■ Direction 1 ■
Check each of these statements against the blog excerpt and answer yes or no, quoting the exact deciding words from it. (a) The writer has been reassigned to a church in Caterham on the Hill. (b) An article by Ross Douthat led the writer to reconsider staying silent. (c) The writer regards recent talk of schism as accurate reporting.
■ Direction 2 ■
According to the blog excerpt, why did the writer take the name Pastor in Monte?
■ Direction 3 ■
Give a continuation of the blog excerpt, starting after its final sentence.

■ Document section ■
--------------------------------------------------

Well, simply because I found myself in disagreement with some of the prudential judgments of the Holy Father. When I started this blog, I was deeply excited by Pope Benedict and his project of reform and renewal: I had wanted to add my weight to that. Those were wonderful, heady days.

Pope Francis, on the other hand, has made me deeply uneasy. The man is of course a Catholic ('Is the Pope a Catholic?'), but he seems to have, in a frighteningly magnified way, the same instinct that John Paul II had, that, as Pope – however much he may dress it up as being, humbly and simply, the Bishop of Rome – the Church is his to govern as he sees fit. It is a kind of charismatic leadership; 'I know where I'm going; follow me, chaps!' This is a frightening overconfidence that now seems to have implications for doctrinal orthodoxy. And leading so far into uncharted waters smacks to me of a belief in a personal infallibility (rather than a strictly circumscribed infallibility of office) that would have made Pope Pius IX blush.

There is no way that I wanted to be seen to be out of communion of mind and heart with the Holy Father, our very touchstone of communion. So, on the old principle that if you can't say anything nice, say nothing at all, I decided to say nothing at all.

It was a recent article by the very interesting Ross Douthat that made me think again. If Peter's job is to strengthen the brethren, then perhaps we, as a Church, have the duty to strengthen Peter when his arms grow tired on the ship's tiller.

When interest groups try to force the Church onto another course, do not we who are loyal have a duty to state clearly and unambiguously what we understand the Church's teaching to be, that the Holy Father may truly have a sense of the sensus fidelium, and not merely of the zeitgeist?

Let us remember the words of St Paul: 'But when Cephas came to Antioch, I opposed him to his face, because he was wrong'. (Galatians 2:11) Perhaps there are times, even while reverencing the Petrine office, we need to strengthen his arms. History provides us with many examples; Pope Liberius and Pope John XXII, to name but two, who needed to be encouraged to stand firm in the faith.

People have talked of the threat of schism recently: mostly journalistic hyperbole, of course. But is the Pope, or Cardinal Kaspar really willing to force this serious division of opinion to the point where it might become a schism? Because schisms do precisely come when there are serious threats to doctrinal orthodoxy.

You need only read history.

Sunday 2 November 2014

I'm back!

The Pastor in Valle has been into his tomb, found it not entirely to his liking, tried poking his nose out as Pastor in Valle Emeritus (it's all the rage, this emeritus thing), and now will stalk the world as Pastor in Monte, though he doesn't know how much posting he will do.

Now we are Aspicientes in Jesum, because that seems appropriate. I hope you agree. The events of the last few months have focussed us all on the essentials, and I can't think of anything more essential that this.

I've changed my name to Pastor in Monte since that seems a good alternative, as I am now living on a (rather steep) hill.

  High on a hill lived a lonely Pastor… Yodel o lo layee…… &c

Thursday 7 August 2014

Transhumance

Well, all good things come to an end. A month from today (7th September) I will be celebrating my last Mass in the Valle Adurni, for I have been reassigned to the Church of the Sacred Heart, Caterham on the Hill in Surrey. And so the Pastor in Valle will become the Pastor in Monte.

--------------------------------------------------

■ Data extract ■
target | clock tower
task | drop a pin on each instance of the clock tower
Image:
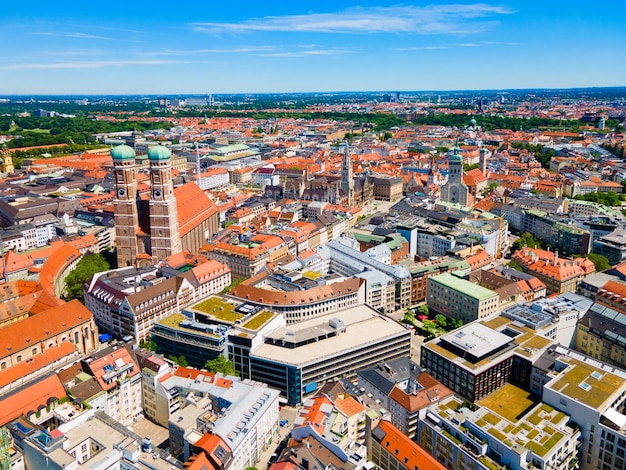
(126, 219)
(164, 235)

--------------------------------------------------

■ Task output 1 ■
(a) Yes: "I have been reassigned to the Church of the Sacred Heart, Caterham on the Hill in Surrey."
(b) Yes: "It was a recent article by the very interesting Ross Douthat that made me think again."
(c) No: "mostly journalistic hyperbole, of course."

■ Task output 2 ■
The writer now lives on a rather steep hill.

■ Task output 3 ■
I'm not sure what to do about the blog; you'll have noticed that over the last couple of years my posts have become increasingly sporadic, largely for reasons which Fr Ray cleverly analysed a few weeks ago following a conversation we had in a Shoreham restaurant.

Once I go, I won't post any more to this particular blog, I think, since there will be a new Pastor in Valle, but if I feel the muse a-fluttering around, I might start a new one. I'll post up a link here, if so.

Thank you and God bless you for reading, and for the comments and all that stuff. Above all, oremus pro invicem, let us pray for each other and for our holy Mother, the Church.

Monday 26 May 2014

Brothers

I have just watched a recording of the meeting between Pope Francis and Patriarch Bartholomew in Jerusalem. You can watch it here; there is no commentary or translation, though a lot of it is in English, and though the Holy Father spoke in Italian, there is a translation here. You will need to skip over the first part; for a long time there are security men scuttling around doing not a lot.




The Holy Father's homily was very good, but I was very impressed by Patriarch Bartholomew in particular. Unlike the Pope, he always seemed to know what was going on, and shepherded the Pope around; you could see Pope Francis looking out of the corner of his eye to see what he ought to be doing, seeming rather awkward and unsure of himself. But then liturgy isn't really the Jesuits' strong point, I suppose. Bartholomew has an impressive command of languages; his English appears to be completely fluent, and he conversed with the Holy Father easily in Italian, even translating for him at one point.



There were two things I found rather touching; the first was at the very beginning, when the successors of the brothers St Peter and St Andrew were about to descend a short flight of steps. The Pope said; 'I can't go quickly down stairs', so the Patriarch, much spryer, simply gave him a hand.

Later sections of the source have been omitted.